What the task asks
Could you edit the data from the line containing "[mark] the green felt" down to the end, replacing "red jacket" with "red coat", changing nothing else, and return only those lines?
begin Data to use
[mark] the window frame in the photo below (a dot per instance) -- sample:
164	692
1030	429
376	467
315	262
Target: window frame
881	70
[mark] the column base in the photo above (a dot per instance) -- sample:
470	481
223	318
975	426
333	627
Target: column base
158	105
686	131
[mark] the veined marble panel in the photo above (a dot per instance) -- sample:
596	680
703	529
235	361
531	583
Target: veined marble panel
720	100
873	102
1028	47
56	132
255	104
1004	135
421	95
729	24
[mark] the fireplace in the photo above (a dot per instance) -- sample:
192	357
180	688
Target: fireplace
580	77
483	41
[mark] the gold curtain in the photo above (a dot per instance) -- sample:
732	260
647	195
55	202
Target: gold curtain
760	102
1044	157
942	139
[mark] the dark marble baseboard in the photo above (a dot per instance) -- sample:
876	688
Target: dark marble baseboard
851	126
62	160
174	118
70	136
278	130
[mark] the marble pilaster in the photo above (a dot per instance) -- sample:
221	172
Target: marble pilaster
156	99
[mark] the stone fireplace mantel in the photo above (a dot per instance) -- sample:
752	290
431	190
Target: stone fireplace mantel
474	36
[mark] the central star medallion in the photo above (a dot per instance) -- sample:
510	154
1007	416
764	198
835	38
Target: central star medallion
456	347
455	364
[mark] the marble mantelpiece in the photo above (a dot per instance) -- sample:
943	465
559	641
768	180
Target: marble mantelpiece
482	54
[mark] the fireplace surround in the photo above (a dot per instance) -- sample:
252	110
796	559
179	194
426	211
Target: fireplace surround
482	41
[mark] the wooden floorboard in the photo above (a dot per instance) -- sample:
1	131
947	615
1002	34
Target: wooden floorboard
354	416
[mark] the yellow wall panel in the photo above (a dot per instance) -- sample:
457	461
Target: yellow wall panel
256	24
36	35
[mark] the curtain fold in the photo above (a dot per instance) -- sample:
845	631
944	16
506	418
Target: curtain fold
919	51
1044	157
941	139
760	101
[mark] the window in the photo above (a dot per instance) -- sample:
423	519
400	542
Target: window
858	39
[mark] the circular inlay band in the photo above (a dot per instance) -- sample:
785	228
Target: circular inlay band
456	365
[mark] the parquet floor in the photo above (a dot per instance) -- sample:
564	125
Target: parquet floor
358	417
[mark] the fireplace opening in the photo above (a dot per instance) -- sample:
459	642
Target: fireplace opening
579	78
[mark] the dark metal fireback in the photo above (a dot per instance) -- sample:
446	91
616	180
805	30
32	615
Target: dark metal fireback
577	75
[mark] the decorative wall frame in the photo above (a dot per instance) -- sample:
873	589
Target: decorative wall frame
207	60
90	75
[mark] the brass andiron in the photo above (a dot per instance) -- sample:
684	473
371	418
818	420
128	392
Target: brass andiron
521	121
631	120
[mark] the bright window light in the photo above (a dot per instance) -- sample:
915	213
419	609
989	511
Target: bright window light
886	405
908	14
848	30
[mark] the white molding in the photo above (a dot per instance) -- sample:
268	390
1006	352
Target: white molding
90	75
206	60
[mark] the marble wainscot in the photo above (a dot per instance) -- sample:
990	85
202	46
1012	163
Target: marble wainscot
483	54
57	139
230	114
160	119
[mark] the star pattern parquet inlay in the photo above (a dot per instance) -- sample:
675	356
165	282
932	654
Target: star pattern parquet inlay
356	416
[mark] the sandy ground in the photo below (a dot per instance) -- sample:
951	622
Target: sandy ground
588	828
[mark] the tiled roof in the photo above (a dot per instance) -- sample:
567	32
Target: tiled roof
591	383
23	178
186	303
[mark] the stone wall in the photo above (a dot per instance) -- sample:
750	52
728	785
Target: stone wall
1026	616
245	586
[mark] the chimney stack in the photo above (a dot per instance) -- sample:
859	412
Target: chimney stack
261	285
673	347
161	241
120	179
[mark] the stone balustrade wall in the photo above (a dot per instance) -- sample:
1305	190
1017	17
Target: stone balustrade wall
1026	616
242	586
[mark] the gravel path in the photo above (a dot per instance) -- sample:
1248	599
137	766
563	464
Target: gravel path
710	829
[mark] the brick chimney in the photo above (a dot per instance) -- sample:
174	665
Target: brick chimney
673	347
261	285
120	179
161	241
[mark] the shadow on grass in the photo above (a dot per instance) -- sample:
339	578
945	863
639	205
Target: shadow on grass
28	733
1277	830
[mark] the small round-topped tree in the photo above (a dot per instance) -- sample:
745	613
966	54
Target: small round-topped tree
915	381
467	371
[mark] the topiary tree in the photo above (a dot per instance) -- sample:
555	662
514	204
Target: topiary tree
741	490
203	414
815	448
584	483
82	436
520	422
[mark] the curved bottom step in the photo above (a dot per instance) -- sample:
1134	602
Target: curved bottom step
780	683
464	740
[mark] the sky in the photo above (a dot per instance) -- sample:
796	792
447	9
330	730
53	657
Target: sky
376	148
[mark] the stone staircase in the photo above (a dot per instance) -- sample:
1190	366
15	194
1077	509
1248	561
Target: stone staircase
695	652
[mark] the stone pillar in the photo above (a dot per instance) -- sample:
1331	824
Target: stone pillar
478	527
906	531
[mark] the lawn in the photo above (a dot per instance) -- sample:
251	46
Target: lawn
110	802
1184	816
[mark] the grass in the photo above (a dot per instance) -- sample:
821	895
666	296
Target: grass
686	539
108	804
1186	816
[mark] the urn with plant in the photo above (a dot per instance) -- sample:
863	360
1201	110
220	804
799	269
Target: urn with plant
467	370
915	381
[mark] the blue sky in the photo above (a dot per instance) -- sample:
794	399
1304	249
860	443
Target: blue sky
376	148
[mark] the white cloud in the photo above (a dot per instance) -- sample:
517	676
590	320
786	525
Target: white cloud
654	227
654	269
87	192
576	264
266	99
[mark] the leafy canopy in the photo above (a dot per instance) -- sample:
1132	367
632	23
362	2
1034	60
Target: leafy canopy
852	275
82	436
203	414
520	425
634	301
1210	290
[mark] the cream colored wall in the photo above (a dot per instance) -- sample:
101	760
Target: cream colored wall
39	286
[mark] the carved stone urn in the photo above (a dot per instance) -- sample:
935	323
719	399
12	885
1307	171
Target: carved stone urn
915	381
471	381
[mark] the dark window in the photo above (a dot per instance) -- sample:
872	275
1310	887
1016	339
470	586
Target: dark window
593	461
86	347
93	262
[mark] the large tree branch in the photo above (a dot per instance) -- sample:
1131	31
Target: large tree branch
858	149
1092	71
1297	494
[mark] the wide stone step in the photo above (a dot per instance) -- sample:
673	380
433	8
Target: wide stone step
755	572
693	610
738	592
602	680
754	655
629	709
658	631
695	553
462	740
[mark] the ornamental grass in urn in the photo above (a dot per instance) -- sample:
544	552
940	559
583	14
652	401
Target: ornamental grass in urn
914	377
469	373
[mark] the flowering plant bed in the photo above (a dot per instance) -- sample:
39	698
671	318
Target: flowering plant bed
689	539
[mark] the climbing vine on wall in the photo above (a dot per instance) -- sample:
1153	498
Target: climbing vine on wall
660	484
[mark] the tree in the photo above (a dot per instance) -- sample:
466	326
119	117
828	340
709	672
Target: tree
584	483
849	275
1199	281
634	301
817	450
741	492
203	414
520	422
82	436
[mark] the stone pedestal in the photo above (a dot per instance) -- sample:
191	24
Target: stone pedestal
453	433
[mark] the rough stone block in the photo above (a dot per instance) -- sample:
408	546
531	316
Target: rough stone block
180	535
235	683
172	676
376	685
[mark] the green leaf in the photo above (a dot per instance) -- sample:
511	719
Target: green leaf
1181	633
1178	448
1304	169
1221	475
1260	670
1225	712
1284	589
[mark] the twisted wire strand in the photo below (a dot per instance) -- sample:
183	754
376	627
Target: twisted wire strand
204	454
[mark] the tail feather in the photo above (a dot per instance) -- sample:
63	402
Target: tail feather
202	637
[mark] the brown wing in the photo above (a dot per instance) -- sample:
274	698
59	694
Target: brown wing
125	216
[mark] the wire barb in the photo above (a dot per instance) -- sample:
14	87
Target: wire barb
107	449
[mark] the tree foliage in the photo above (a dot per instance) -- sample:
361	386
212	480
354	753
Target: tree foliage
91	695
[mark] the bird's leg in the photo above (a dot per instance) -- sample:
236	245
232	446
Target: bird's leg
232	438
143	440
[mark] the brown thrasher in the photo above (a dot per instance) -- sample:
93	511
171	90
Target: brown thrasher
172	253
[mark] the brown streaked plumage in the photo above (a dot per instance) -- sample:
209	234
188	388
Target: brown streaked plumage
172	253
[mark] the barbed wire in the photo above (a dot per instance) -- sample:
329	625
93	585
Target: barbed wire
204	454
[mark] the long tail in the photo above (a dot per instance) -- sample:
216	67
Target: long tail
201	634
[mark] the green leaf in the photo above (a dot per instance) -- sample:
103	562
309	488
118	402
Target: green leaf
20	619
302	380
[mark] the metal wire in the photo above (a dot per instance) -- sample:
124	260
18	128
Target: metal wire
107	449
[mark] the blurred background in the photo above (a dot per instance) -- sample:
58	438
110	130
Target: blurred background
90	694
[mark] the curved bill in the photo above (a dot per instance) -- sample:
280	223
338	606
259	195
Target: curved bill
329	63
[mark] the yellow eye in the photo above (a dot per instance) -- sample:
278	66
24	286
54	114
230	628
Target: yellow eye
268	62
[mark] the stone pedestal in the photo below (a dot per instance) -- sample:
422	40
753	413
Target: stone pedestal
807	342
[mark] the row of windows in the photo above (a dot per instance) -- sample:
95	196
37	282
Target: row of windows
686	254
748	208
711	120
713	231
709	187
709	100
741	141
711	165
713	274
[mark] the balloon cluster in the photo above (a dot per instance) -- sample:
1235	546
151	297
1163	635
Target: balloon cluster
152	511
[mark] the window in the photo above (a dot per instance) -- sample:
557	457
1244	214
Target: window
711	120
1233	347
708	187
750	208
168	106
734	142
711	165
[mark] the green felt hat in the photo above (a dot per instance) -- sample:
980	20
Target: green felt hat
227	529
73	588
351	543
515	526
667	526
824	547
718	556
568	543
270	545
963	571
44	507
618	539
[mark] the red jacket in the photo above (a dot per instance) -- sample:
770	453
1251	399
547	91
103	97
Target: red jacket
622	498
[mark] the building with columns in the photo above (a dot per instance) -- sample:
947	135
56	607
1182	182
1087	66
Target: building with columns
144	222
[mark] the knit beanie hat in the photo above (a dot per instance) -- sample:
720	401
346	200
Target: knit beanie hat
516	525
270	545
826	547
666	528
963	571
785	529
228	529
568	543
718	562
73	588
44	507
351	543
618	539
end Data to use
Result below
[mark] the green felt hat in the photo above (a dot per instance) -- sample:
980	20
Target: green felt hat
227	529
73	588
351	543
515	526
667	526
824	547
718	556
568	543
270	545
963	571
44	507
618	539
[mark] the red coat in the photo above (a dot per instance) -- sample:
770	453
1251	399
547	91
103	97
Target: red coat
622	498
[mark] the building with columns in the photo above (a dot per instance) -- sample:
947	135
56	607
1182	182
1087	66
Target: building with columns
144	222
[mark] the knit beanie hat in the photo above (a dot per instance) -- sample:
720	401
346	200
Target: knit beanie hat
516	525
270	545
826	547
666	528
963	571
785	529
228	529
568	543
718	562
73	588
44	507
351	543
618	539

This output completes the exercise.